> DATA UNDER STUDY
——
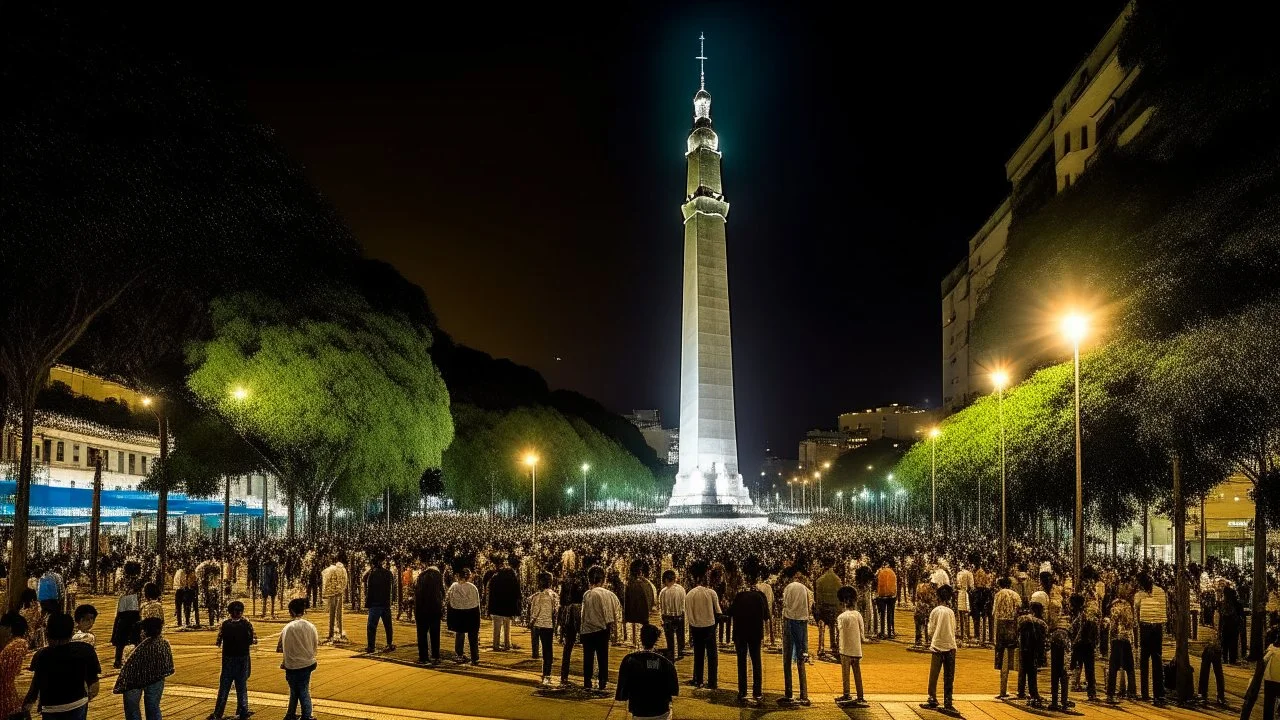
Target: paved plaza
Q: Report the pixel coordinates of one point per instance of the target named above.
(391, 686)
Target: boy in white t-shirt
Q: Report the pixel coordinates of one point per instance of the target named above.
(853, 632)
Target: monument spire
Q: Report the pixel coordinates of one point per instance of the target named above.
(702, 60)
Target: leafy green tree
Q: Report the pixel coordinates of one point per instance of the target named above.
(344, 401)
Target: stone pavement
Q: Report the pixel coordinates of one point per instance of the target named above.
(391, 686)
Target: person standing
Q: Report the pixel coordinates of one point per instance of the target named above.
(428, 609)
(543, 610)
(647, 679)
(853, 632)
(600, 610)
(142, 675)
(333, 587)
(795, 637)
(671, 605)
(298, 642)
(886, 600)
(234, 636)
(750, 611)
(702, 607)
(12, 657)
(464, 601)
(64, 675)
(503, 596)
(942, 646)
(378, 602)
(1152, 614)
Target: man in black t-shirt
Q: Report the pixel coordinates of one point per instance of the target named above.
(647, 679)
(65, 674)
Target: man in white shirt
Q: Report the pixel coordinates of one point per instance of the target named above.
(942, 646)
(298, 642)
(702, 607)
(795, 636)
(600, 610)
(333, 587)
(671, 606)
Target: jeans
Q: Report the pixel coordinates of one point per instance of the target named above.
(1211, 659)
(595, 648)
(234, 670)
(945, 661)
(673, 627)
(501, 630)
(1121, 660)
(428, 637)
(854, 664)
(334, 604)
(748, 648)
(300, 691)
(543, 637)
(795, 647)
(705, 654)
(152, 693)
(376, 614)
(1152, 650)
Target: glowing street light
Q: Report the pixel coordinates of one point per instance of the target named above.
(1074, 328)
(1000, 379)
(933, 479)
(531, 460)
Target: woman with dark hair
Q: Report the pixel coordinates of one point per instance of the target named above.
(12, 662)
(142, 677)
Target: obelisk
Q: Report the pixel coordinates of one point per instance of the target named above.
(708, 484)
——
> WHAT TO WORK ON
Set down word for word the lines from the opening of the entries above through the line that contains "Target: person standing", and omit every picture.

> ANSWER FOR THE TASK
Target: paved plaza
Q: Report the pixel coordinates of one point per instance of the target named above.
(391, 686)
Target: boy in white t-shirt
Q: Report the pixel coordinates of one point per instance of the target named above.
(853, 632)
Target: monument spire
Q: Report the pixel coordinates of one point per instance of the target named above.
(702, 60)
Target: leafy green tree
Q: Report the pixel coordinates of one point per instance of the target named above.
(344, 401)
Target: stone pavement
Q: Report the pixel coordinates of one point per instance of the target named above.
(391, 686)
Target: person standing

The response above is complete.